> [WHAT YOU ARE ASKED TO DO] Copy the material below line for line without changing anything, but omit the pictures from your copy.

>> begin PROVIDED DATA

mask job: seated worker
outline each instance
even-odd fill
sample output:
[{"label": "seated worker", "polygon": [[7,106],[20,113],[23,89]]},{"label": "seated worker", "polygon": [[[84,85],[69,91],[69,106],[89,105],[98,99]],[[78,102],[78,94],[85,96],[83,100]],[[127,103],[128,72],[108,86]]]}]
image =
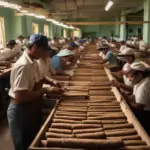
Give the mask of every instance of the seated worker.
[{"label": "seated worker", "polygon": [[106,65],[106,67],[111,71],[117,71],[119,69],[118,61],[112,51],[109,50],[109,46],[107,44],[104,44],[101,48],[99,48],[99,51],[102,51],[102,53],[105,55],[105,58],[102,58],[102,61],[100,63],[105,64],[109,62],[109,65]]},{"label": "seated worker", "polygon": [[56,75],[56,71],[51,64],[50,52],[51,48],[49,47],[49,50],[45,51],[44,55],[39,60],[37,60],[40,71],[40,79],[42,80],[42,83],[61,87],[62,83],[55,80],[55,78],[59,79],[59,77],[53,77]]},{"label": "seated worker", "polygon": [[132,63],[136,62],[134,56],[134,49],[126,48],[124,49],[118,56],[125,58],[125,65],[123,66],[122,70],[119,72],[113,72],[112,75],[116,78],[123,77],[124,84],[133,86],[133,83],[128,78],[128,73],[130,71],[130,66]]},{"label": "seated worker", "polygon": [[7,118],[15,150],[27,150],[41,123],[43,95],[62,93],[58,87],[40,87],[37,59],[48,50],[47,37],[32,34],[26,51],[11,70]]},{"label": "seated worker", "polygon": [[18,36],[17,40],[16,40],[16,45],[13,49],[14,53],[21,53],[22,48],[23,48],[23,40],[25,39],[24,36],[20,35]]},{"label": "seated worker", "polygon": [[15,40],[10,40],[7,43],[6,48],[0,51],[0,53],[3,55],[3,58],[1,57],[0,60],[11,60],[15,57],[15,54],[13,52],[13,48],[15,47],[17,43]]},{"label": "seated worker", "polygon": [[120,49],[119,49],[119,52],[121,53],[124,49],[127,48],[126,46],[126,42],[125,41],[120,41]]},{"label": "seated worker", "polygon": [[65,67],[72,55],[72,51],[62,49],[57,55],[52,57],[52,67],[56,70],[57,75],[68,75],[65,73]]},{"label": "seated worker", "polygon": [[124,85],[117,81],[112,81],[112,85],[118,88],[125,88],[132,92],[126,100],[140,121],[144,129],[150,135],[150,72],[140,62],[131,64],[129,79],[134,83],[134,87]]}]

>> end PROVIDED DATA

> [EXERCISE OUTPUT]
mask job: seated worker
outline each instance
even-odd fill
sample output:
[{"label": "seated worker", "polygon": [[7,106],[20,113],[23,89]]},{"label": "seated worker", "polygon": [[[84,85],[69,91],[69,106],[89,105],[98,99]],[[78,102],[78,94],[85,96],[83,100]],[[127,103],[128,72],[108,86]]]}]
image =
Give the mask of every instance of the seated worker.
[{"label": "seated worker", "polygon": [[106,65],[106,67],[111,71],[117,71],[119,69],[118,61],[112,51],[109,50],[109,46],[107,44],[104,44],[101,48],[99,48],[99,51],[102,51],[102,53],[105,55],[105,58],[102,58],[102,61],[100,63],[105,64],[109,62],[109,65]]},{"label": "seated worker", "polygon": [[56,75],[56,71],[51,64],[50,52],[51,48],[49,47],[49,50],[45,51],[44,55],[39,60],[37,60],[40,71],[40,79],[42,80],[42,83],[61,87],[62,83],[55,80],[55,78],[59,79],[59,77],[53,77]]},{"label": "seated worker", "polygon": [[132,63],[136,62],[134,56],[134,49],[126,48],[124,49],[118,56],[125,58],[125,65],[123,66],[122,70],[119,72],[113,72],[112,75],[116,78],[123,77],[124,84],[133,86],[133,83],[128,78],[128,73],[130,71],[130,66]]},{"label": "seated worker", "polygon": [[7,118],[15,150],[27,150],[41,123],[43,95],[62,93],[58,87],[40,87],[37,59],[48,50],[47,37],[32,34],[26,51],[11,70]]},{"label": "seated worker", "polygon": [[18,36],[17,40],[16,40],[16,45],[13,49],[14,53],[21,53],[22,48],[23,48],[23,40],[25,39],[24,36],[20,35]]},{"label": "seated worker", "polygon": [[15,40],[10,40],[7,43],[6,48],[0,51],[0,53],[3,55],[3,58],[1,57],[0,60],[11,60],[15,57],[15,54],[13,52],[13,48],[15,47],[17,43]]},{"label": "seated worker", "polygon": [[120,49],[119,49],[119,52],[121,53],[124,49],[127,48],[126,46],[126,42],[125,41],[120,41]]},{"label": "seated worker", "polygon": [[65,67],[72,55],[72,51],[62,49],[57,55],[52,57],[52,67],[56,70],[57,75],[68,75],[65,73]]},{"label": "seated worker", "polygon": [[124,85],[117,81],[112,81],[112,85],[118,88],[125,88],[132,92],[126,100],[140,121],[144,129],[150,135],[150,72],[140,62],[131,64],[129,79],[134,83],[134,87]]}]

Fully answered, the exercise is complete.